## [BRIEF]
Find the line that contains "light bar on" and print it and every line after it, exactly, please.

_ _ _ _

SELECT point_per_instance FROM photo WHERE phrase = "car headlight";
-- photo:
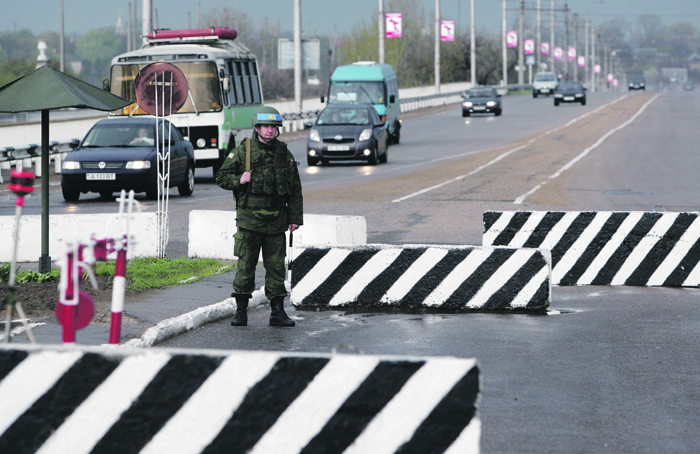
(137, 165)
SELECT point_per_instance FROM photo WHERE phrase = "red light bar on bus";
(219, 32)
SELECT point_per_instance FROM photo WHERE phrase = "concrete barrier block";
(71, 228)
(211, 232)
(421, 277)
(114, 399)
(605, 247)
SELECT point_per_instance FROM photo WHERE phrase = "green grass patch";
(142, 273)
(145, 273)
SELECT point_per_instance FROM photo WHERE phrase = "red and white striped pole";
(118, 291)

_ _ _ _

## [OUTPUT FOR THIS EXERCISE]
SELECT point_per_instance FROM photo WHERE phrase = "red light bar on bus";
(219, 32)
SELECT point_per_instance FROM photo WHERE phrase = "concrete barrier block";
(71, 228)
(211, 232)
(421, 277)
(114, 399)
(605, 247)
SELECT point_per_instance FROM photo WHERE phrase = "green grass patch";
(142, 273)
(145, 273)
SELECT point_per_instance FROM photo WHERE phrase = "red and white striped pole";
(118, 291)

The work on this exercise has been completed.